• Document
----

Everything was cool until we hit the one way dirt, or shall we say dust road, going through the mountains. Being a gentleman, Gabriel let me have the window seat. Being a gentleman, he let me have the aisle seat when I turned green. I am a wee bit scared of heights, especially when they involve a rickety bus, squeeky brakes and a death drop of at least 100 feet and no guard rail. Did I mention the 5 or 6 little rivers we had to cross? Now, let me remind you, this is dry season, and little rain has fallen, but there is still a good 10 inches of water running across the roads.
After almost 2 1/2 hours we finally arrived at Estancia, the cross roads of the two main roads. One to Mascota, the other to San Sebastion. As we exited the bus, Gabe asked the driver what time the bus left, the driver said "bus? The bus leaves tomorrow morning." Which of course threw me into a fit of giggles. I knew this and thought Gabe did also... but what the heck, it's an adventure, right?
Luckily, instead of walking, we hitched a ride with a 70+ year old Charro on his way to San Sebastion. I, being a lady rode shotgun and the boys in the back. We exited the truck 150 pesos poorer, but happy to not have lugged our packs for 10+ kilometers. Seeing San Sebastion for the first time sends you back in time. You could see the old charm, the small cobblestone roads and a town plaza that rivals any big city.
We decided to walk around a bit, and found a place to eat off the main road. Looked like a dive, but hey, they had gorditas on special and ice cold beer. We ended up eating 9 gorditas and two beers for a total of 76 pesos. We also got a history lesson and directions to the raicilla factory.

----

• Detection annotation records
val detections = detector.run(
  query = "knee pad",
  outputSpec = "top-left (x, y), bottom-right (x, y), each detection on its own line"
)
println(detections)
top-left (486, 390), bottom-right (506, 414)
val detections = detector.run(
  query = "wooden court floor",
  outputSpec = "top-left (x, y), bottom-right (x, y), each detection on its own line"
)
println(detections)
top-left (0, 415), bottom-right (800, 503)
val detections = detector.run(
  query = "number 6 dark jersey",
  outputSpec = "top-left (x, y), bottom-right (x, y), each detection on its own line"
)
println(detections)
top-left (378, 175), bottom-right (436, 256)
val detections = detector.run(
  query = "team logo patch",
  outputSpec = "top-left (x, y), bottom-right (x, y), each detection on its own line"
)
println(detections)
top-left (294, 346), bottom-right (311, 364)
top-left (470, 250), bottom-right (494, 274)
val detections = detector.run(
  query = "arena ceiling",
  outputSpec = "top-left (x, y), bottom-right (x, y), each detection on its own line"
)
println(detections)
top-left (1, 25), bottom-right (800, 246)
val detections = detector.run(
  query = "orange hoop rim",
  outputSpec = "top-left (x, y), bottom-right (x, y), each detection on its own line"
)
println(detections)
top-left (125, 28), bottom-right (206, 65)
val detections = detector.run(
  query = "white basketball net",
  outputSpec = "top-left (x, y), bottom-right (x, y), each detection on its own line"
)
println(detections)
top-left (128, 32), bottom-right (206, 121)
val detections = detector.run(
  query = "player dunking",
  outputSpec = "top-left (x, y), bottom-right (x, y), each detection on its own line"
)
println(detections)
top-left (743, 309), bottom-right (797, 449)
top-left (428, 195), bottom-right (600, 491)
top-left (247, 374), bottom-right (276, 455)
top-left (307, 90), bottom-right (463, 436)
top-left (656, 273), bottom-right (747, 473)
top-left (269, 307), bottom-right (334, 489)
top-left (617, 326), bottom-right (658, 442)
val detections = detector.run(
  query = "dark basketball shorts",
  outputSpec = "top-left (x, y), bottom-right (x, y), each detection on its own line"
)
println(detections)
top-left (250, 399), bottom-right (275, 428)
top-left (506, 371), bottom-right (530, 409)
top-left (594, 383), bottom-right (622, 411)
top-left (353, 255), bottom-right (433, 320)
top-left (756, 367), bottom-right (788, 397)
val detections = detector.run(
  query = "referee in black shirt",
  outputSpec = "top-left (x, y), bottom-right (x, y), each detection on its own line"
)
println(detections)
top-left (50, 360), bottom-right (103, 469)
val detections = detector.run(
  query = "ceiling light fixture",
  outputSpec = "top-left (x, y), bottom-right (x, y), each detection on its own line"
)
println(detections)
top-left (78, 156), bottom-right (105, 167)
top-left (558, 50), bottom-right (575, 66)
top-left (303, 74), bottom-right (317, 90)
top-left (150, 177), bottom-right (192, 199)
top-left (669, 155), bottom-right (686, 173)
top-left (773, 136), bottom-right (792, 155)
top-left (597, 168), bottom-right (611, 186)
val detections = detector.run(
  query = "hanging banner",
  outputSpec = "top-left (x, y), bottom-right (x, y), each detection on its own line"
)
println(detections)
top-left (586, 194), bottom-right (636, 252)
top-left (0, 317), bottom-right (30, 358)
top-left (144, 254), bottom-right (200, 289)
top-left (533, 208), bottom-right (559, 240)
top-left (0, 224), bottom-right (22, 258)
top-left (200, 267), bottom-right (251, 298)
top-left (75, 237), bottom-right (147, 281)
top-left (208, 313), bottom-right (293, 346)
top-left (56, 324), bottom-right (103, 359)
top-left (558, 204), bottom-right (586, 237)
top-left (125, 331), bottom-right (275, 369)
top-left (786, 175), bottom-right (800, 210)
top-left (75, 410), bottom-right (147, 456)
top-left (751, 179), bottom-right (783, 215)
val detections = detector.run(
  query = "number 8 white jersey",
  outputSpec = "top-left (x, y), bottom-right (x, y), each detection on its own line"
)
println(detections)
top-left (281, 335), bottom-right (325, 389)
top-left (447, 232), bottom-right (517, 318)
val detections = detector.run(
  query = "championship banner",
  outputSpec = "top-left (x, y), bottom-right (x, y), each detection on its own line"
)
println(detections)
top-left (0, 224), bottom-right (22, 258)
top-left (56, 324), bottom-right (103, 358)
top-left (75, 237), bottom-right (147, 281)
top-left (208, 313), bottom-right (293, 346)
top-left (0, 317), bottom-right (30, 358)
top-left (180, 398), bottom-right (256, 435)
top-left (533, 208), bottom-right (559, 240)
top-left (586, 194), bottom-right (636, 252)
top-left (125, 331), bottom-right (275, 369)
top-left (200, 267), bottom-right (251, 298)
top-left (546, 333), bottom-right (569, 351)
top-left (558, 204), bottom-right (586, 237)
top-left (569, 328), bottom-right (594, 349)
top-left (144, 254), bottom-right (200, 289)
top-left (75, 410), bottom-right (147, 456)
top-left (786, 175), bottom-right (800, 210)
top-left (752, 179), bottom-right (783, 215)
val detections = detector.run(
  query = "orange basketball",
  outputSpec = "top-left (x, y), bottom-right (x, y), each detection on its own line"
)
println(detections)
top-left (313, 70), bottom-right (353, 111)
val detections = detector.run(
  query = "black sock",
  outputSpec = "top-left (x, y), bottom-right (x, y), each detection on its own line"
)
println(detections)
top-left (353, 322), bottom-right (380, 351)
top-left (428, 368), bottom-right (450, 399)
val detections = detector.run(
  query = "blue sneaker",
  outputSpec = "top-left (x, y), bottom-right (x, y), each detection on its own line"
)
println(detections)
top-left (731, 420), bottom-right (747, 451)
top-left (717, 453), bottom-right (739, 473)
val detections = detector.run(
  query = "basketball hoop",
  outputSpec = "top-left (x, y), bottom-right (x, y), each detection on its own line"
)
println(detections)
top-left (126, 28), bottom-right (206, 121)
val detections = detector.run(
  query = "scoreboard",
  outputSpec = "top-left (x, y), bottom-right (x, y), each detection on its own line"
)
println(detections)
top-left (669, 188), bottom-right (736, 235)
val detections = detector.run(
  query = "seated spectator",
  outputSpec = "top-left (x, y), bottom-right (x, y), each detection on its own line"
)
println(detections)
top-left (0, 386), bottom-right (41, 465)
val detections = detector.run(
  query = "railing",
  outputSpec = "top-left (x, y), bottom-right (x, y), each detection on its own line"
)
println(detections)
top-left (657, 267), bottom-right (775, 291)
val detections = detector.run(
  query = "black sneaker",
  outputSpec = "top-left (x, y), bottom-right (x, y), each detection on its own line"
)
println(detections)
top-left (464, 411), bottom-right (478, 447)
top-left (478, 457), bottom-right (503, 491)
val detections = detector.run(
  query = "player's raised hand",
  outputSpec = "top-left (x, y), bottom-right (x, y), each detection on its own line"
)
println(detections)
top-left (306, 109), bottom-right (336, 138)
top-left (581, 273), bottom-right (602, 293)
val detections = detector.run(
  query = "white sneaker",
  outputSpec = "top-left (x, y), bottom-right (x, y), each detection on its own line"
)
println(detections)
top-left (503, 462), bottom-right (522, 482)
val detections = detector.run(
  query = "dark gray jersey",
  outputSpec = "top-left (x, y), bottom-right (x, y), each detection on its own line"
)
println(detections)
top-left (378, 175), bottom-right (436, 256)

----

• Requests
[1] Copy the passage of the travel account from "Everything was cool" up to and including "across the roads.".
[2] Carry on the account of the trip to San Sebastian from where it stops.
The records have nothing to do with this.

• Task responses
[1]
Everything was cool until we hit the one way dirt, or shall we say dust road, going through the mountains. Being a gentleman, Gabriel let me have the window seat. Being a gentleman, he let me have the aisle seat when I turned green. I am a wee bit scared of heights, especially when they involve a rickety bus, squeeky brakes and a death drop of at least 100 feet and no guard rail. Did I mention the 5 or 6 little rivers we had to cross? Now, let me remind you, this is dry season, and little rain has fallen, but there is still a good 10 inches of water running across the roads.

[2]
With our bellies full, we set off up the cooblestone road, and ended up at a dead end and a gorgeous hacienda. There was a couple of maids cleaning the rooms so we took a peek and fell in love. After taking some pictures and inhaling the clean mountain air, we set off, only to find the owner pulling up in his truck. I wanted to chat, and find out name, prices etc. so I could post it on the web-site. Gabe and the owner ended up talking for 10 minutes with Gabe translating for us. They were disussing the lack of tourists in San Sebastion, when Henry, the owner, looks at me and says in perfect, unaccented English, "I don't know why they don't come here since it so close to Vallarta." I am now rolling on the ground in a fit of giggles while Gabe looks sheepish. My roommate said it was just like a movie, and Henry seemed to really enjoy the experience. We ended chatting for a while and getting new directions to the raicilla factory. The Hacienda has been in Henry's family for years. He lived in L.A. most of his life and returned to his roots to start a small hotel. So far there is 4 beautiful rooms with full baths running about $40 USD a night. Well worth it in my book. Not much to do but breath, relax and enjoy nature at it's finest.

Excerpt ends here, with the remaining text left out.